→ WORK ITEM:
Instruction for the data below: set down exactly the lines from the line with "pixel 450 312." to the line with "pixel 36 84.", inclusive, and no others.

→ THE DATA:

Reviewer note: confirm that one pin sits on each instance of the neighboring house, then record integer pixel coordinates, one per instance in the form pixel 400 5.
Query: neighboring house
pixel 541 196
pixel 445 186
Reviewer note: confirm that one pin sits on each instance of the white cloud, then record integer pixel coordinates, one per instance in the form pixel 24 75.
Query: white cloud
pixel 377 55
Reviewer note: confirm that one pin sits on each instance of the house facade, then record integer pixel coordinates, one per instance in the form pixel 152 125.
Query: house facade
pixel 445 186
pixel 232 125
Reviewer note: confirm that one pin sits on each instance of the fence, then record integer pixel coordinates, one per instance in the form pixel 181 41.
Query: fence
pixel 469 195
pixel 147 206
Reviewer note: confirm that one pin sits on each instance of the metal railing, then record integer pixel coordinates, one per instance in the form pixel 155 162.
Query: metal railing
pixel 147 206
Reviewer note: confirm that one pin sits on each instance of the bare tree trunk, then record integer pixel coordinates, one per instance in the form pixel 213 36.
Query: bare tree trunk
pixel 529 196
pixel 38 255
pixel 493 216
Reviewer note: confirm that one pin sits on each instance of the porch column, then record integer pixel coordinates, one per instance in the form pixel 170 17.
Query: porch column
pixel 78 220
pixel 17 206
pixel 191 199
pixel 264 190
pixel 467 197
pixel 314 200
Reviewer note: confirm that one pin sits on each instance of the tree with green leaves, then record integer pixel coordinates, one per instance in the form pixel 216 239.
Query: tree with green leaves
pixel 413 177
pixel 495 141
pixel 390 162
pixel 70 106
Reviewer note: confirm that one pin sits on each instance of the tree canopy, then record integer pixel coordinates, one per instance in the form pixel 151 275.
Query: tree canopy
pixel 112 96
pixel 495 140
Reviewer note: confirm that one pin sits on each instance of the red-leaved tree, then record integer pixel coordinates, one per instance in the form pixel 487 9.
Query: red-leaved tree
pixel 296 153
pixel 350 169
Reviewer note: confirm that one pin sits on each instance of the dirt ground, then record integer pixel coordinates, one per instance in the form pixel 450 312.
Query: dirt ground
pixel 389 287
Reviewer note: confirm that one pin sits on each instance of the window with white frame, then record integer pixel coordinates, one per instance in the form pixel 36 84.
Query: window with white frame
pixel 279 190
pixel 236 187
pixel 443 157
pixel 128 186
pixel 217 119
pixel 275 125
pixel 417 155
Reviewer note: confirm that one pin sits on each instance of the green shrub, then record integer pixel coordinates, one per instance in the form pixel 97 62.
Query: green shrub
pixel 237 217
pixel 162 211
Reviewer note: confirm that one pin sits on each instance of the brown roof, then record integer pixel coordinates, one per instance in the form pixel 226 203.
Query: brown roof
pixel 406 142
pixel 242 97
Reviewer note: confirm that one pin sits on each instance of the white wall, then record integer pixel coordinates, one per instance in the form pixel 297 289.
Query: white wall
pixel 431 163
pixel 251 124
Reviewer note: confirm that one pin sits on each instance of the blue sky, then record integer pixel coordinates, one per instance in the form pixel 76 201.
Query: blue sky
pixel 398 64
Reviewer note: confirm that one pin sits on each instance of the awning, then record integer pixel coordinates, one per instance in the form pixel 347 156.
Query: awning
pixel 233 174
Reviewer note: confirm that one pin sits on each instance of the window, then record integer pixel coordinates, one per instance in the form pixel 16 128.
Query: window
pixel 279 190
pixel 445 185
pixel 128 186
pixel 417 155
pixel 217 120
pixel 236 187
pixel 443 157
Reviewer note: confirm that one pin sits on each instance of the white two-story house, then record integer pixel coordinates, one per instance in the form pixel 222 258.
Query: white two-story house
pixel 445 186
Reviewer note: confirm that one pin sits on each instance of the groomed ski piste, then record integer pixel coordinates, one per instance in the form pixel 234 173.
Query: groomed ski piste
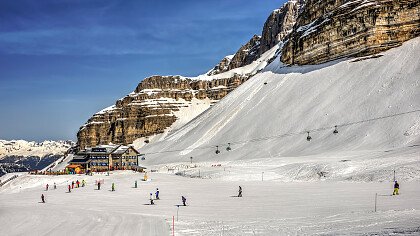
pixel 291 186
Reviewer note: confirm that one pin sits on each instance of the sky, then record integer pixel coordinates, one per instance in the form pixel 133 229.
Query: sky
pixel 61 61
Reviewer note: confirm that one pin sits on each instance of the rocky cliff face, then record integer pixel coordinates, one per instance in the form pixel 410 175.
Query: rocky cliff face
pixel 150 109
pixel 279 24
pixel 332 29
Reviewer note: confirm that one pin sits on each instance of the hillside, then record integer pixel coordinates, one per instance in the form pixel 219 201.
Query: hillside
pixel 301 98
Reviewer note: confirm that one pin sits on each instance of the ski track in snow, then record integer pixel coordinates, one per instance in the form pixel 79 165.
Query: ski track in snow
pixel 266 208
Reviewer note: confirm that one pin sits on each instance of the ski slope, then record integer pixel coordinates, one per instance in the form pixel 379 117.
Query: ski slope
pixel 266 208
pixel 300 98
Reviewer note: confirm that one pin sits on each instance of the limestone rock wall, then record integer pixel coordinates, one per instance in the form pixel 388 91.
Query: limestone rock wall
pixel 279 24
pixel 332 29
pixel 149 109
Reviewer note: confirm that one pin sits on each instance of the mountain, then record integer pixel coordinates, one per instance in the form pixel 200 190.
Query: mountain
pixel 265 121
pixel 161 104
pixel 332 29
pixel 301 32
pixel 21 155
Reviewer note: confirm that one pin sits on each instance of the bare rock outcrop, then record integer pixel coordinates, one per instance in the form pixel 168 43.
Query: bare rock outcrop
pixel 332 29
pixel 279 24
pixel 149 110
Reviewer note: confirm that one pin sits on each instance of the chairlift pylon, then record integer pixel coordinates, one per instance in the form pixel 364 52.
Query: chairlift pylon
pixel 335 130
pixel 309 137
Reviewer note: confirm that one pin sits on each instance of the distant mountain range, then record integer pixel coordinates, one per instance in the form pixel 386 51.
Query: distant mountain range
pixel 21 155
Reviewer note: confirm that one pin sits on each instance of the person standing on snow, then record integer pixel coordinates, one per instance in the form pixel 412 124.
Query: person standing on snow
pixel 151 199
pixel 396 188
pixel 184 200
pixel 157 194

→ OUTPUT OF THE TASK:
Reviewer note: confirm that one pin sits on each instance of the dirt ground, then record integer pixel coordinates, one per instance in the form pixel 450 312.
Query: dirt ground
pixel 389 287
Reviewer note: confirm that one pin sits on each instance of the window with white frame, then record integer pixel coordinates, one per instance in the form pixel 36 84.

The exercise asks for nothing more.